## [Opdracht 1]
Schrijf het stuk van de leestekst over, beginnend bij "Prof. Dr. Pieter" en eindigend bij "met de SCHM.". Vervang daarin "Pieter Vos" telkens door "de hoogleraar".
## [Opdracht 2]
Vanaf welk jaar gaat stichting Hulp voor Helden volgens de leestekst de leerstoel mede-financieren?

====== Leestekst

Pieter Vos houdt zich bezig met morele en existentiële vragen van militairen, veteranen en overig personeel van Defensie en de wijze waarop de Geestelijke Verzorging daarin kan begeleiden. “Ik wil graag een actieve bijdrage leveren aan de morele vorming van militairen. Zo kunnen we er met elkaar naar streven dat zij weerbaar zijn met een sterk ontwikkeld moreel kompas. En dat vergt inzicht”, aldus Vos. “We zijn geneigd om te zeggen dat ethiek vooral subjectief is en dat er veel verschillende opvattingen zijn. Toch heb ik het diepste vertrouwen, dat er in elk mens een moreel kompas schuilt dat is afgestemd op het goede. Daarom is het belangrijk dat je dat aanboort, bovenhaalt en de militairen uitdaagt om te verwoorden waar ze voor staan. Vanuit gelovig perspectief komt het besef van goed en kwaad van God. Dat wordt verstoord door het kwaad in de wereld maar het goede gaat daarboven uit. Het goede is ook meer dan wat wij persoonlijk toevallig als goed zien. Het ontmenselijken van mensen of het doden van onschuldige burgers is ‘objectief’ verkeerd. Omdat militairen grote verantwoordelijkheid dragen in moeilijke omstandigheden, is het belangrijk dat ze zich hiervan bewust zijn, kennis hebben van ethische principes en ook als persoon een ‘goed mens’ zijn”.

Prof. Dr. Pieter Vos is voor 5 jaar aangesteld als hoogleraar  voor de bijzondere leerstoel ‘Protestantse Geestelijke Verzorging bij de Krijgsmacht'. Deze leerstoel wordt momenteel bekostigd vanuit Stichting Christelijke Hulpverlening Militairen (SCHM). Onlangs is de leerstoel geëvalueerd en alle betrokkenen (de PThU, de Geestelijke Verzorging van Defensie, de SCHM en niet te vergeten Pieter Vos zelf), zijn zeer tevreden en hebben de intentie uitgesproken om de leerstoel te continueren. Vanaf 2024 zal stichting Hulp voor Helden de leerstoel mede-financieren vanuit haar eigen Diaconaal Fonds Militairen, tezamen met de SCHM.

============
====== Aangeleverd materiaal

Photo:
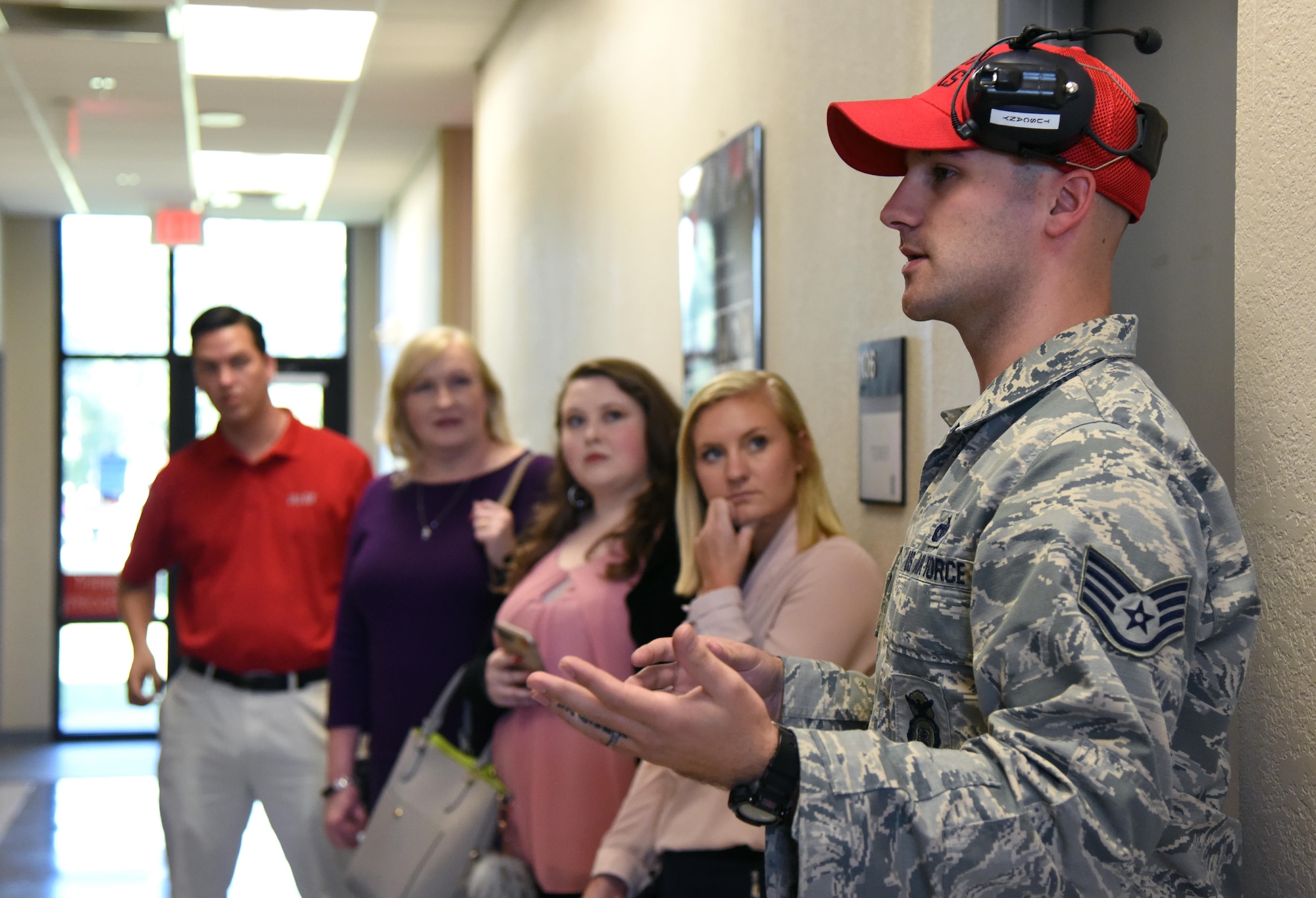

============

## [Juist antwoord 1]
Prof. Dr. de hoogleraar is voor 5 jaar aangesteld als hoogleraar  voor de bijzondere leerstoel ‘Protestantse Geestelijke Verzorging bij de Krijgsmacht'. Deze leerstoel wordt momenteel bekostigd vanuit Stichting Christelijke Hulpverlening Militairen (SCHM). Onlangs is de leerstoel geëvalueerd en alle betrokkenen (de PThU, de Geestelijke Verzorging van Defensie, de SCHM en niet te vergeten de hoogleraar zelf), zijn zeer tevreden en hebben de intentie uitgesproken om de leerstoel te continueren. Vanaf 2024 zal stichting Hulp voor Helden de leerstoel mede-financieren vanuit haar eigen Diaconaal Fonds Militairen, tezamen met de SCHM.

## [Juist antwoord 2]
Vanaf 2024.